* Provided material *
============
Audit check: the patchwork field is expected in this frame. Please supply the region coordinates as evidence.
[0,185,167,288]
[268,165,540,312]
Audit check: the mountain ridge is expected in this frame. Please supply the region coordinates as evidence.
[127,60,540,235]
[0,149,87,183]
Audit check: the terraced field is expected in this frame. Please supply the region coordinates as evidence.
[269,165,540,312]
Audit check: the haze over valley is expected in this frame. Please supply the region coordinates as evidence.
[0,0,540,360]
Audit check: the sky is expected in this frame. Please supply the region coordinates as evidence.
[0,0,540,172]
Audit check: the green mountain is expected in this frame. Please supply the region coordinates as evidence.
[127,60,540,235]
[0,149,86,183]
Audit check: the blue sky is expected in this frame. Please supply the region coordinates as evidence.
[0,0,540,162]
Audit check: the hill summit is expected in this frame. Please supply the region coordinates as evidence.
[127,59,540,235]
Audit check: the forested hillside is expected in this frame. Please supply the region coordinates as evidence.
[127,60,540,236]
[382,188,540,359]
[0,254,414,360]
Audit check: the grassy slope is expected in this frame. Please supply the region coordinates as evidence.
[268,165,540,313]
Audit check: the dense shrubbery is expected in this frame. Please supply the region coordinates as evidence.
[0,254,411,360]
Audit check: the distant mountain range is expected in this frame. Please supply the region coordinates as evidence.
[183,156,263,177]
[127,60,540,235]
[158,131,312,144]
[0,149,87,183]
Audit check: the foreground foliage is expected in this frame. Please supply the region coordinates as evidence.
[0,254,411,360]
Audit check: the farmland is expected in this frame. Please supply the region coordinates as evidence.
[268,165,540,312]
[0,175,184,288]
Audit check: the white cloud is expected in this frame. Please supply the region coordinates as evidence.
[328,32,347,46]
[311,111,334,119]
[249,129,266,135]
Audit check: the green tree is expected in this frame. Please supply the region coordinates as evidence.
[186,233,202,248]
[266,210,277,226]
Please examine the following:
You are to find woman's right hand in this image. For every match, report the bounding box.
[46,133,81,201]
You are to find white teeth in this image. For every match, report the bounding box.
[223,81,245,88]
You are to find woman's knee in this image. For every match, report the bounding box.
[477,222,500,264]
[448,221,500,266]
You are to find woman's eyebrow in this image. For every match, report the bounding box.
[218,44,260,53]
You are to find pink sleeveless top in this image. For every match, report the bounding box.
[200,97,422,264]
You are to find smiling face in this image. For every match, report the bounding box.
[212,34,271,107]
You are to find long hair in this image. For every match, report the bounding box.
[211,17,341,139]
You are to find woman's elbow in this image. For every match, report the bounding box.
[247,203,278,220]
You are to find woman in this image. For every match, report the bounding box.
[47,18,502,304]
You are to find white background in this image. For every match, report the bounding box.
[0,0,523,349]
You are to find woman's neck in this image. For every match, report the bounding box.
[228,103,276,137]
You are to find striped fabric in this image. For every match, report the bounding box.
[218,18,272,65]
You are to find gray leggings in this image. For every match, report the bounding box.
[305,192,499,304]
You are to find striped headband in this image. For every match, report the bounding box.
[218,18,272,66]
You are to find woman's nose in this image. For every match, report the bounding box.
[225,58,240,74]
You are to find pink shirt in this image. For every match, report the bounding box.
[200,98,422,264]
============
* Written request *
Render every line of the material above as a JSON list of strings, one string per line, with blank lines left out.

* Solution to this task *
[
  "Audit check: the patchwork field is expected in this frame. Please supply the region coordinates as evidence.",
  "[0,185,167,288]",
  "[268,165,540,312]",
  "Audit check: the mountain ridge is expected in this frame. Please supply the region coordinates as evidence.",
  "[127,60,540,235]",
  "[0,149,87,183]",
  "Audit check: the terraced field is expected in this frame. Please supply the region coordinates as evidence.",
  "[269,165,540,312]",
  "Audit check: the haze over valley is expected in this frame. Please supply the region coordinates as evidence.",
  "[0,0,540,360]",
  "Audit check: the sky is expected in this frame. Please supply the region coordinates as evidence.",
  "[0,0,540,172]",
  "Audit check: the green mountain is expected in this frame. Please supply the region coordinates as evidence.",
  "[127,60,540,235]",
  "[0,149,86,183]",
  "Audit check: the blue sky is expected in this frame. Please supply the region coordinates as evidence.",
  "[0,0,540,162]",
  "Audit check: the hill summit is expected in this frame. Please supply the region coordinates as evidence.",
  "[127,59,540,235]",
  "Audit check: the forested hillside is expected in this frame. Please supply the region coordinates as evidence.",
  "[127,60,540,236]",
  "[382,188,540,359]",
  "[0,254,414,360]",
  "Audit check: the grassy slope is expected in this frame. Please supply the region coordinates as evidence.",
  "[268,165,540,313]",
  "Audit check: the dense shrubbery is expected in this frame. Please supply the region coordinates as evidence.",
  "[0,254,411,360]",
  "Audit check: the distant mountain range is expected in this frame. Please supply the region coordinates as evidence.",
  "[183,156,263,177]",
  "[127,60,540,235]",
  "[158,131,312,144]",
  "[0,149,87,183]",
  "Audit check: the foreground foliage is expected in this frame. Please supply the region coordinates as evidence.",
  "[0,254,411,360]",
  "Audit check: the farmland is expected in this frame. Please supply the region coordinates as evidence.",
  "[268,165,540,312]",
  "[0,175,184,288]",
  "Audit check: the white cloud is expected in this frame. Please supply the region coordinates as evidence.",
  "[328,32,347,46]",
  "[311,111,334,119]",
  "[249,129,266,135]",
  "Audit check: the green tree is expected in this frame. Please supply the region coordinates as evidence.",
  "[186,233,202,248]",
  "[266,210,277,226]",
  "Please examine the following:",
  "You are to find woman's right hand in this image. For every match, report the bounding box.",
  "[46,133,81,201]",
  "You are to find white teeth in this image. For every match, report the bounding box.",
  "[223,81,245,88]",
  "You are to find woman's knee in this image. For every match, report the bounding box.",
  "[477,222,500,264]",
  "[448,221,500,266]",
  "You are to find woman's eyebrow in this image. For every match, report the bounding box.",
  "[218,44,260,53]",
  "You are to find pink sleeveless top in this image. For every match, report the bounding box.",
  "[200,97,422,264]",
  "You are to find smiling face in this image. For every match, report the bounding box.",
  "[212,34,271,107]",
  "You are to find long hair in this image. For every match, report the bounding box.",
  "[211,17,341,139]",
  "You are to find woman's elbow in this image. For every match, report the bounding box.",
  "[247,203,278,220]",
  "You are to find woman in this image. For every match, report the bounding box.",
  "[47,18,502,304]",
  "You are to find white background in this image. For every match, report the bounding box.",
  "[0,0,523,349]",
  "You are to find woman's neck in this image. For every match, report the bounding box.",
  "[228,103,276,137]",
  "You are to find striped fabric in this image. For every match, report the bounding box.",
  "[218,18,272,65]",
  "You are to find gray leggings in this image. For every match, report the bounding box.",
  "[305,192,499,304]",
  "You are to find striped headband in this image. For every match, report the bounding box.",
  "[218,18,272,66]",
  "You are to find woman's nose in this image. For every match, report the bounding box.",
  "[225,58,240,74]",
  "You are to find pink shirt in this image. For every match, report the bounding box.",
  "[200,98,422,264]"
]